(Extrait fourni):
#####

« Je suis convaincu que d’autres réseaux devraient exister »

 

Rencontre avec Philippe Durand, notaire à Gardanne (Bouches-du-Rhône) président du Groupe Monassier Patrimoine et Entreprise depuis mai 2004.

 

 

Notariat 2000 : Le Groupe Monassier a été pionnier en matière de démarche qualité. Où en êtes-vous aujourd’hui ?

Philippe Durand : En 1999, lorsque la qualité fut lancée lors de notre assemblée générale, nous avons effectivement fait figure de pionniers, et notre démarche a, les premières années au moins, été assez largement dénigrée dans la profession. Pour autant, cela n’a pas empêché 17 offices d’obtenir leur certification, ce qui représente près de la moitié des études certifiées en France. Nous considérons que le résultat est satisfaisant et nous nous félicitons d’avoir initié la démarche. La qualité au quotidien dans nos offices nous permet de rester dans une logique de progrès. C’est suivant cette même logique que nous lançons cette année la démarche que nous appelons « Stratégie Management Structure horizon 2010 » : une réflexion stratégique globale pour nous aider à piloter nos offices dans l’environnement changeant que nous pourrions connaître, en explorant tous les champs possibles.

#####

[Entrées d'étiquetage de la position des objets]
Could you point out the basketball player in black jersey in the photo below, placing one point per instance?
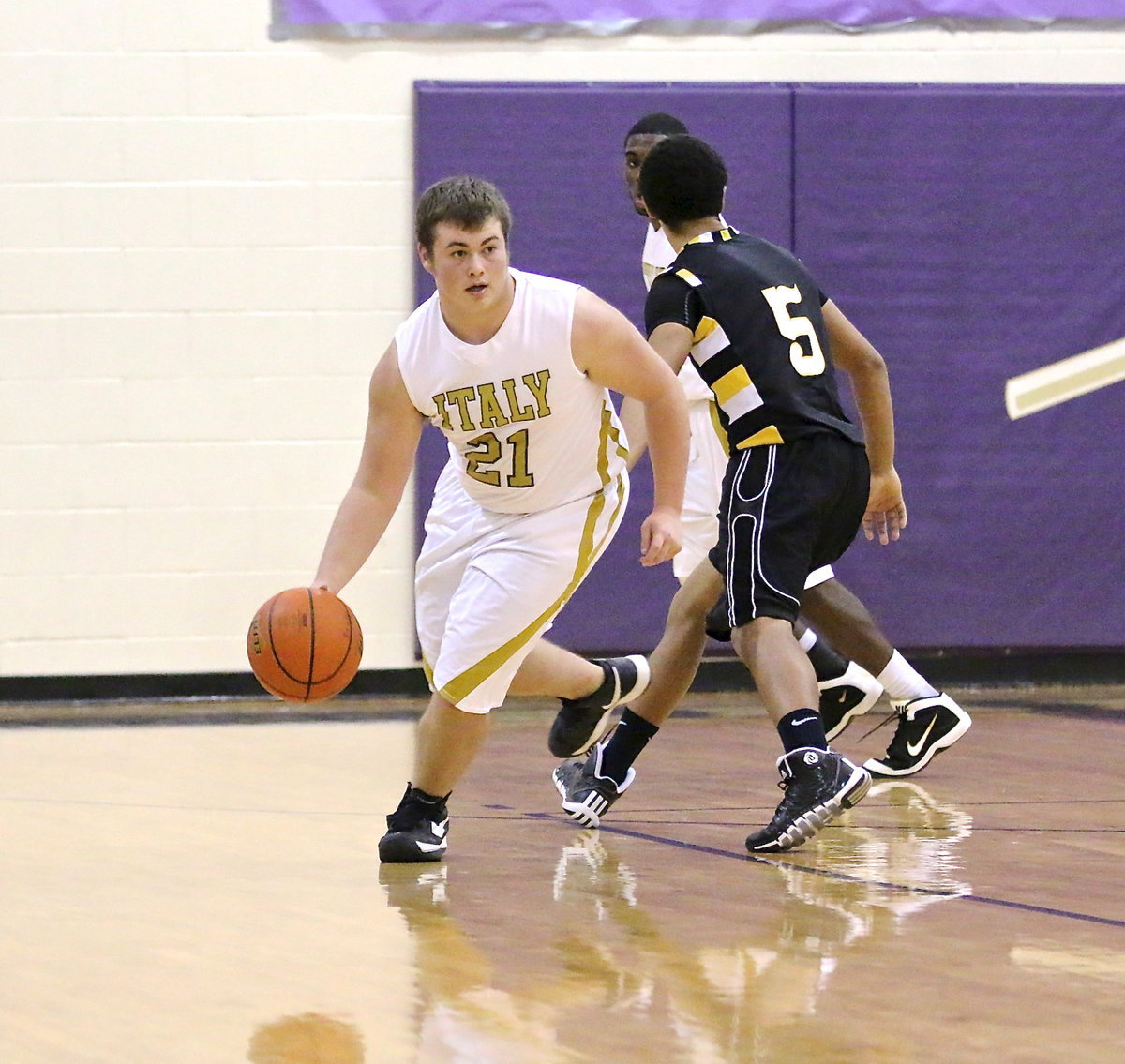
(798, 488)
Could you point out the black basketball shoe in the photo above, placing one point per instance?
(848, 697)
(926, 727)
(416, 832)
(586, 794)
(583, 721)
(819, 786)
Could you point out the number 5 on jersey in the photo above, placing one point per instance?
(808, 364)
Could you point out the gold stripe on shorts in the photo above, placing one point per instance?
(473, 676)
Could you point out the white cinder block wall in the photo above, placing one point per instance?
(206, 243)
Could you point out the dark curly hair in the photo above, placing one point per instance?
(683, 179)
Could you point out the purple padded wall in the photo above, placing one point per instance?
(556, 153)
(973, 234)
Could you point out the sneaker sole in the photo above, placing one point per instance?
(398, 850)
(588, 816)
(809, 823)
(878, 769)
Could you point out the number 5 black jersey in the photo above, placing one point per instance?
(758, 337)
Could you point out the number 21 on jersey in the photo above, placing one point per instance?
(808, 364)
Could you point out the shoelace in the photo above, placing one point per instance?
(894, 714)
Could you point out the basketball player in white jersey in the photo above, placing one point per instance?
(513, 367)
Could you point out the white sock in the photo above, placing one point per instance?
(808, 640)
(903, 682)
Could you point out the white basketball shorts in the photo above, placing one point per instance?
(488, 584)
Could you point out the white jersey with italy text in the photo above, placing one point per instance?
(527, 428)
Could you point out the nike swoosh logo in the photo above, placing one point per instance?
(915, 748)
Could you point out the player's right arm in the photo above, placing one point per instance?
(394, 427)
(887, 511)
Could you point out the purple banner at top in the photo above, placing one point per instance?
(437, 17)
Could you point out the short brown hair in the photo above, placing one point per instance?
(467, 202)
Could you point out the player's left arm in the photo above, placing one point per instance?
(610, 351)
(854, 353)
(672, 341)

#####

(À faire):
Recopiez le passage de l'entretien compris entre « Philippe Durand : En » et « les champs possibles. », inclus, en remplaçant « pionniers » par « précurseurs ».

(Solution rédigée):
Philippe Durand : En 1999, lorsque la qualité fut lancée lors de notre assemblée générale, nous avons effectivement fait figure de précurseurs, et notre démarche a, les premières années au moins, été assez largement dénigrée dans la profession. Pour autant, cela n’a pas empêché 17 offices d’obtenir leur certification, ce qui représente près de la moitié des études certifiées en France. Nous considérons que le résultat est satisfaisant et nous nous félicitons d’avoir initié la démarche. La qualité au quotidien dans nos offices nous permet de rester dans une logique de progrès. C’est suivant cette même logique que nous lançons cette année la démarche que nous appelons « Stratégie Management Structure horizon 2010 » : une réflexion stratégique globale pour nous aider à piloter nos offices dans l’environnement changeant que nous pourrions connaître, en explorant tous les champs possibles.